#### RECORDS TO PROCESS

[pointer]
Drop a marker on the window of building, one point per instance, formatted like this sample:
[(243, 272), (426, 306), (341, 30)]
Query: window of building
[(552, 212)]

#### TASK REQUIREMENTS
Write out each line exactly, starting with the line that contains "Drop a marker" and stopping after the last line of the data.

#### RESPONSE
Drop a marker on the window of building, one point per instance, formatted like this sample:
[(243, 272), (426, 306), (341, 30)]
Query: window of building
[(552, 212)]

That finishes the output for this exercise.